▸ **Work item**
Extract each record and reproduce it exactly.

═══ The data ═══

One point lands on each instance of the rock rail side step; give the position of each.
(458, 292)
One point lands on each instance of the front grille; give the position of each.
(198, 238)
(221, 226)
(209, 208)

═══

▸ **Worked solution**
One point lands on each instance of the rock rail side step; give the position of each.
(458, 292)
One point lands on each instance of the front grille; give the position of each.
(198, 238)
(221, 226)
(209, 208)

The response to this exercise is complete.